- **Raw data**:
· · · · · · ·

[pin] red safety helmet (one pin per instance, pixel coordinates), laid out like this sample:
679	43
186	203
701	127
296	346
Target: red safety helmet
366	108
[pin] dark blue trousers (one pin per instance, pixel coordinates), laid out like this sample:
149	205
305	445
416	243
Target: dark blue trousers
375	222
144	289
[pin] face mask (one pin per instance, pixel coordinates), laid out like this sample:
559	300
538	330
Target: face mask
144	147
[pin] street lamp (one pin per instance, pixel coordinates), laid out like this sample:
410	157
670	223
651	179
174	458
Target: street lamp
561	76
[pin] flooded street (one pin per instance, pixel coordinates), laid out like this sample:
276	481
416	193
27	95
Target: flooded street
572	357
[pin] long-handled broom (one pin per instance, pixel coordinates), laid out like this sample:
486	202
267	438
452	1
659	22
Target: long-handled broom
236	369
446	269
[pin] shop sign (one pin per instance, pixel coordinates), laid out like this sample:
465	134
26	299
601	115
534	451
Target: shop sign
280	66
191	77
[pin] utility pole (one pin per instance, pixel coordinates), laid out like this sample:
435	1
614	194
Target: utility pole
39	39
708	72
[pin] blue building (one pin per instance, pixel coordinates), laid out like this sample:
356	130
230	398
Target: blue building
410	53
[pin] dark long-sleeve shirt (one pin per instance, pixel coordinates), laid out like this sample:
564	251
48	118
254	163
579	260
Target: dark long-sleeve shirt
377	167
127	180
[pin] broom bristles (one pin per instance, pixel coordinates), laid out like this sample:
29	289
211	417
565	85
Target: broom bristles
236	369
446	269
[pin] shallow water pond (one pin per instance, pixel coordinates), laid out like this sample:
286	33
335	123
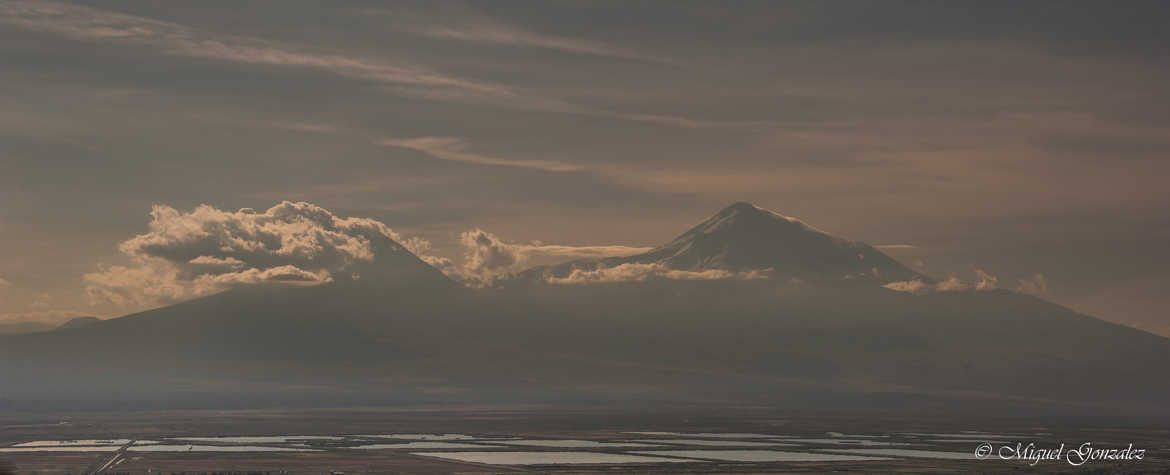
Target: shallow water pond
763	455
214	448
545	458
715	442
909	453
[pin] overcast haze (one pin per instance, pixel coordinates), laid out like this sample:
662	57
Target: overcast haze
1029	142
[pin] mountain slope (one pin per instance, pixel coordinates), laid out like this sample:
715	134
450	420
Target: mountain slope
404	332
744	238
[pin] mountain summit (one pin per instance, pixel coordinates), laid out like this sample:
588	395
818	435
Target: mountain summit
744	238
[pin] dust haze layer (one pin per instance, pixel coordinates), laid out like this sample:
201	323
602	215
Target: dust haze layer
818	328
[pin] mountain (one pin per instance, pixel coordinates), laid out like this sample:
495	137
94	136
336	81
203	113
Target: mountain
78	322
744	238
403	332
18	328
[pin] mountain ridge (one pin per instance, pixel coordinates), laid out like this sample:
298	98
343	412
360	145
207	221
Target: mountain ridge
744	238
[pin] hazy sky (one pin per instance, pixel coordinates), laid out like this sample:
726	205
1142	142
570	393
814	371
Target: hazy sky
1017	138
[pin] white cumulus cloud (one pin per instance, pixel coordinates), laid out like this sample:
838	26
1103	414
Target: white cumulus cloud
187	254
488	257
642	272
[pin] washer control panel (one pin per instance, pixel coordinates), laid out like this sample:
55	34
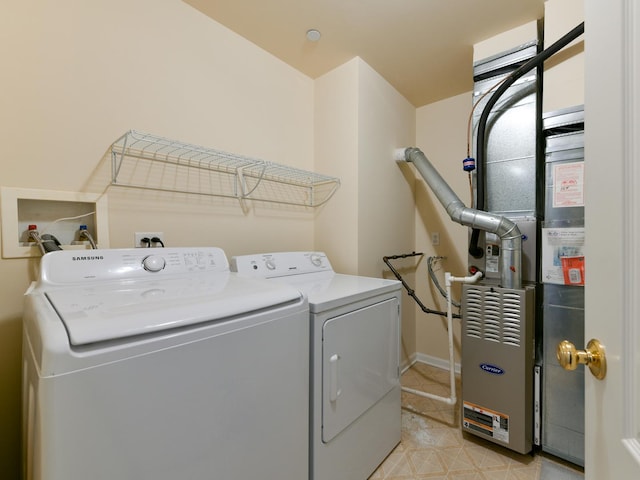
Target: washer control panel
280	264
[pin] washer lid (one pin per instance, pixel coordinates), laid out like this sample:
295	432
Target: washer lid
107	311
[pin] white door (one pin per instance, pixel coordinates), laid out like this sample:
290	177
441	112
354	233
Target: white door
612	211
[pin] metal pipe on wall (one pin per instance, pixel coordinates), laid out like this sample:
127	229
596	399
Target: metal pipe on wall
510	236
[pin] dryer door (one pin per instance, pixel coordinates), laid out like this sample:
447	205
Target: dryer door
360	363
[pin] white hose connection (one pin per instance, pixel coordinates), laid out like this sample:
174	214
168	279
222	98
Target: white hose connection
452	398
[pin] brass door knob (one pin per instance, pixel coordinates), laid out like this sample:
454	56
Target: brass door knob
594	357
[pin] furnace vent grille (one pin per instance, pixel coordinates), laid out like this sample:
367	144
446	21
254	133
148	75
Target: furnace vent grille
493	314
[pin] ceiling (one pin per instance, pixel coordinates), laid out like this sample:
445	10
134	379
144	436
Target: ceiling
424	48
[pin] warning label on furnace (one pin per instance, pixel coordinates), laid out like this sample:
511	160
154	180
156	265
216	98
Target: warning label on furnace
488	422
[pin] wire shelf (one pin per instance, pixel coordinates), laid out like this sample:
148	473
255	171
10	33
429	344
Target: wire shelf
146	161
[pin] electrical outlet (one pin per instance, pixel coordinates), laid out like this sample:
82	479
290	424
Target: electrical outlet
139	236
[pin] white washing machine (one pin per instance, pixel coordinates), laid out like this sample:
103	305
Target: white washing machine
355	355
162	364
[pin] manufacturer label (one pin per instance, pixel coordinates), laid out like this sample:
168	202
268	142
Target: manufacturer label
487	367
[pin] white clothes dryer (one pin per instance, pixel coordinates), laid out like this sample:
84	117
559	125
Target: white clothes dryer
162	364
355	353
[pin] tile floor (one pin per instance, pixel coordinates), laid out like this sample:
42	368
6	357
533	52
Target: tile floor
433	446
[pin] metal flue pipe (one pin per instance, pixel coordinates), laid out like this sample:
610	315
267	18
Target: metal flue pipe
507	230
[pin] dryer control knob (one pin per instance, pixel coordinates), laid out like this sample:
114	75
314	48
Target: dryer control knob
153	263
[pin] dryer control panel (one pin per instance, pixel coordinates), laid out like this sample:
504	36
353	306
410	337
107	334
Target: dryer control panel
280	264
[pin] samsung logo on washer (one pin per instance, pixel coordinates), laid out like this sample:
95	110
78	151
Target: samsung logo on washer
487	367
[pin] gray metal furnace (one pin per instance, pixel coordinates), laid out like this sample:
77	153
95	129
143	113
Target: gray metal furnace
497	364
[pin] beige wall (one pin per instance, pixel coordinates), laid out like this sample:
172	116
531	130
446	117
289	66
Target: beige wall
77	75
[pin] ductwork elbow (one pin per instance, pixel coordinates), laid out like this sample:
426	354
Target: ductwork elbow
507	230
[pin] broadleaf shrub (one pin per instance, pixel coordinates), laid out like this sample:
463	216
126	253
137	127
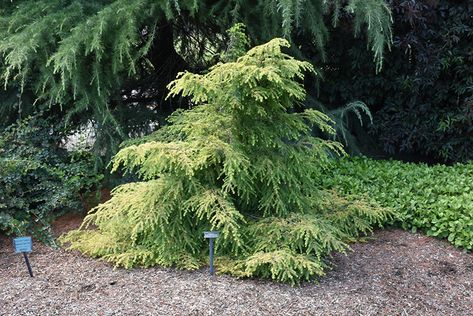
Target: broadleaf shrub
437	200
38	179
241	161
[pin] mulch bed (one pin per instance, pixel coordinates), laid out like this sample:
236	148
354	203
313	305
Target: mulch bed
395	273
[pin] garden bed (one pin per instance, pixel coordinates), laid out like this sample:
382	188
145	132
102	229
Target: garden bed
395	273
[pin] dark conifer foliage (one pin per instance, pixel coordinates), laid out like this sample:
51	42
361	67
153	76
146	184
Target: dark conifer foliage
109	61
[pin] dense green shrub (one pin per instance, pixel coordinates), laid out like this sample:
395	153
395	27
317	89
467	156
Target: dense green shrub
38	180
240	161
435	199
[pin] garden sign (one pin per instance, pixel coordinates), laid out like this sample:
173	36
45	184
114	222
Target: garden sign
24	245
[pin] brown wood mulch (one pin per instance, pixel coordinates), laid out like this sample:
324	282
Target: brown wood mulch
395	273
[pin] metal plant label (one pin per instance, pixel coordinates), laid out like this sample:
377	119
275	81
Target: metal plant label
24	245
211	236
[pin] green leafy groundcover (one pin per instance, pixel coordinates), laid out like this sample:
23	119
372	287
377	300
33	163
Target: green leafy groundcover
435	199
241	161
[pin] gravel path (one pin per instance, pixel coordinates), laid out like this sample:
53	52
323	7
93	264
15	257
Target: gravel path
396	273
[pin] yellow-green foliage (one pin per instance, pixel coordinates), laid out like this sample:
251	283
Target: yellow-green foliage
241	161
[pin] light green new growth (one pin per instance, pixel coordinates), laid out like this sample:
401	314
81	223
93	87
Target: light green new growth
241	161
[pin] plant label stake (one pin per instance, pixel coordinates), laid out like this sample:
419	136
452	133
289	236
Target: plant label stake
24	245
211	236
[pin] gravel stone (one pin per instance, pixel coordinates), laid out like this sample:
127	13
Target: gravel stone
394	273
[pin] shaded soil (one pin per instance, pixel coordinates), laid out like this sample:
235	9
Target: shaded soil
395	273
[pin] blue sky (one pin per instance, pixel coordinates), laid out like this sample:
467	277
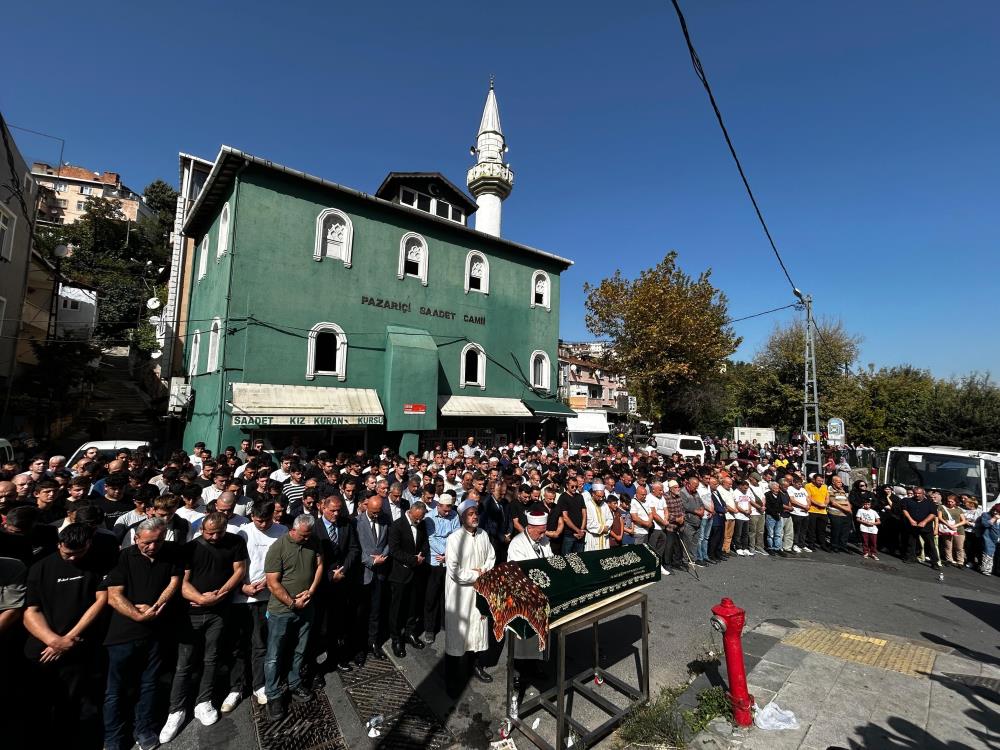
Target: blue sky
868	131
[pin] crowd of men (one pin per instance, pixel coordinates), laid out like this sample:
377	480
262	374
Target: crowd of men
133	591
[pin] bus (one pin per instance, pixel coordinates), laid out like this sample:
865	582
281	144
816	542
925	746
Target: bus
948	469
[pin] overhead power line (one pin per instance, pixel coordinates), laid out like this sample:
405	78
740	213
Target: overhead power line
700	72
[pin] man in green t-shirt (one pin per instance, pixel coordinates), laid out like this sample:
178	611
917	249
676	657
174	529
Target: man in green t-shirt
294	569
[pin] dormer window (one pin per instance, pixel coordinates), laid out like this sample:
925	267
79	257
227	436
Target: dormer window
431	205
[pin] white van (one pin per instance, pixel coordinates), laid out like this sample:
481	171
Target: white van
689	446
107	449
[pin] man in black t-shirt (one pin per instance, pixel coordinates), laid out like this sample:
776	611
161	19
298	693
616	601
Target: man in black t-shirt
920	514
574	513
214	565
63	620
140	589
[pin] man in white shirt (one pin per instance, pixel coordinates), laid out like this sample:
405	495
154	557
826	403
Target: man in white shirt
249	622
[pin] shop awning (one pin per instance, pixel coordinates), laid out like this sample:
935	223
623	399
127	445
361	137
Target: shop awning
546	407
588	421
482	406
266	404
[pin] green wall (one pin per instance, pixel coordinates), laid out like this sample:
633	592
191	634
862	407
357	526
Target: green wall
279	292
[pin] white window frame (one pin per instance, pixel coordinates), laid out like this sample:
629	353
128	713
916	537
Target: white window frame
319	246
214	340
547	302
195	353
223	244
484	282
546	383
401	273
480	381
7	249
203	258
341	372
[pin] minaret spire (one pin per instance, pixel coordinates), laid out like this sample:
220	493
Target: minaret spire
490	180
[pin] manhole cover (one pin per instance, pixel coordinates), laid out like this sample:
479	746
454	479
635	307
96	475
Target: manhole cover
380	689
306	726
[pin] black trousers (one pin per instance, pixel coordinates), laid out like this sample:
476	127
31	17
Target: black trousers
816	532
930	543
840	531
434	600
404	608
370	612
741	535
715	540
248	636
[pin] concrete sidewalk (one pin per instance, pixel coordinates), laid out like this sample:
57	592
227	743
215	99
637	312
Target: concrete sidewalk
857	690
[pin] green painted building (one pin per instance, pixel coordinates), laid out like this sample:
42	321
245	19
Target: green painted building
356	320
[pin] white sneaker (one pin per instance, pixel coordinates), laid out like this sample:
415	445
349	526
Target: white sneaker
232	700
173	725
204	713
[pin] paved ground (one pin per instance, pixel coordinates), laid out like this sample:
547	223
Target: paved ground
960	615
917	697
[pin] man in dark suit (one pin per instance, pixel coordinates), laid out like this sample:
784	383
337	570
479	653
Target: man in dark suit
409	551
373	536
338	540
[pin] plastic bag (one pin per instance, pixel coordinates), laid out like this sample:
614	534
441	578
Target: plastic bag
771	718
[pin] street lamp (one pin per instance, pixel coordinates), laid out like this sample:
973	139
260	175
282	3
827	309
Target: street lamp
60	251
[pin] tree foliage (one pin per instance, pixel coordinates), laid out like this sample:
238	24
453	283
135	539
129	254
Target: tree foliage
670	335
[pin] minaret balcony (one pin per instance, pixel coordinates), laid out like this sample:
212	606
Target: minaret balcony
490	177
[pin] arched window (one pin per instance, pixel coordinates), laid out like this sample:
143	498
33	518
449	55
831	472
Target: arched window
413	257
223	232
477	273
540	370
541	290
327	353
203	259
334	236
213	346
473	366
194	353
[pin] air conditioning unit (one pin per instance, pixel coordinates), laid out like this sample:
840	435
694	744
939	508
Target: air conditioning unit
180	395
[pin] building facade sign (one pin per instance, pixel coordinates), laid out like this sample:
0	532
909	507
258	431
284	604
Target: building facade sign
243	420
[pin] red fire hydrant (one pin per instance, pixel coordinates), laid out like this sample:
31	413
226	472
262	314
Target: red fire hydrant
729	620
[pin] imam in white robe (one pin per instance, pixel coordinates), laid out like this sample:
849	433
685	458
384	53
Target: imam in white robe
465	629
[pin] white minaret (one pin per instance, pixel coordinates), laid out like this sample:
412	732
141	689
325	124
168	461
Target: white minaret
490	180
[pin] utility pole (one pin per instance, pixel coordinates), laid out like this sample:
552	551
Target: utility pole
810	399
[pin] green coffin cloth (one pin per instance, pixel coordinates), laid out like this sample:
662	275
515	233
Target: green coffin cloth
524	596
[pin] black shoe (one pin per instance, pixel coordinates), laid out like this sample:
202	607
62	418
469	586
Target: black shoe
276	710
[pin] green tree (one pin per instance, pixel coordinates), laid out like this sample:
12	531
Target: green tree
669	333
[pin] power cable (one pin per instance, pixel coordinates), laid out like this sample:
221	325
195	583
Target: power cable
700	72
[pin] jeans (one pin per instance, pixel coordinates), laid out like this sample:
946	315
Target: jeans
249	641
572	544
131	665
704	533
199	641
285	632
772	537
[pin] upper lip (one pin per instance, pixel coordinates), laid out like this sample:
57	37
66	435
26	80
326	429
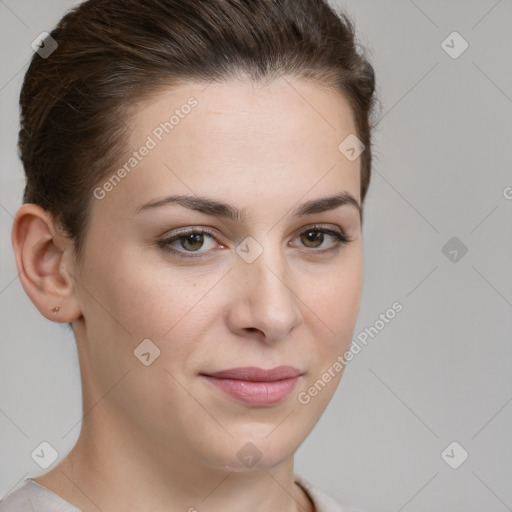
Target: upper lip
252	373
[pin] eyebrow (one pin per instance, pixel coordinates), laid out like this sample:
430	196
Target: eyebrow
211	206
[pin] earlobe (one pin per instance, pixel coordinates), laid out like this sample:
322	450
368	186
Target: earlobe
41	257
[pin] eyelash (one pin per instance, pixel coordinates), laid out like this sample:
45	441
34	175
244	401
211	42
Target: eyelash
340	236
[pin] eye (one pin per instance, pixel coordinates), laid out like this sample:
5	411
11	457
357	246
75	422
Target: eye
187	241
313	237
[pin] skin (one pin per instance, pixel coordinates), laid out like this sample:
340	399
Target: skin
160	437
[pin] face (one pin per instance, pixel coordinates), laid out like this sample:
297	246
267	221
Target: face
271	285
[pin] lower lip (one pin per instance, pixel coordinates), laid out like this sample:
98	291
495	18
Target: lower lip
256	393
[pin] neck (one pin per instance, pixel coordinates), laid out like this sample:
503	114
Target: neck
116	469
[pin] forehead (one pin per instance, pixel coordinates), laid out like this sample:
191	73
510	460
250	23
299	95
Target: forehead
237	138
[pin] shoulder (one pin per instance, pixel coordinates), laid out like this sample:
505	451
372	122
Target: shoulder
32	497
322	501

· · · · · · ·

Give again the lines from the line that contains "[pin] upper lip" through the last line of the material above, exactly and with both ends included. Omit the pictures.

[pin] upper lip (one pin per instance, pixel coordinates), laid out like this sample:
57	37
66	435
26	80
326	429
Target: upper lip
252	373
[pin] eyebrow (one pin per instance, pixel coordinates), laid out like this sample:
430	196
Target: eyebrow
211	206
[pin] earlobe (one pin per instance, pixel coordinates), laid out like this sample:
322	450
368	186
Target: earlobe
41	257
[pin] eyelash (one pin per instance, pixel coordinates), laid out like this sample:
45	441
34	175
244	401
211	42
Target: eyelash
340	236
[pin] eye (one pin per instance, pixel coordinates), laid out like this sample:
5	411
11	457
357	246
75	422
Target: eye
187	241
313	237
[pin] skin (one pin per instance, pixel coordinates), laid out like this sample:
340	399
Target: skin
160	437
[pin] face (one pin per instance, pixel coordinates), laid out like this sample:
297	246
267	221
Target: face
271	285
[pin] lower lip (one pin per instance, pixel coordinates), laid out like this sample:
98	291
495	18
Target: lower lip
256	393
[pin] neck (one pin per instance, pixel coordinates), laid out like this sample:
503	114
Target: neck
116	469
[pin] forehead (one pin per instance, pixel coordinates), laid out like this sample:
191	73
510	460
250	23
299	95
Target: forehead
237	138
[pin] shoulder (one pin per instance, pixel coordinates), laid out like this sample:
505	451
372	122
Target: shoulder
32	497
322	501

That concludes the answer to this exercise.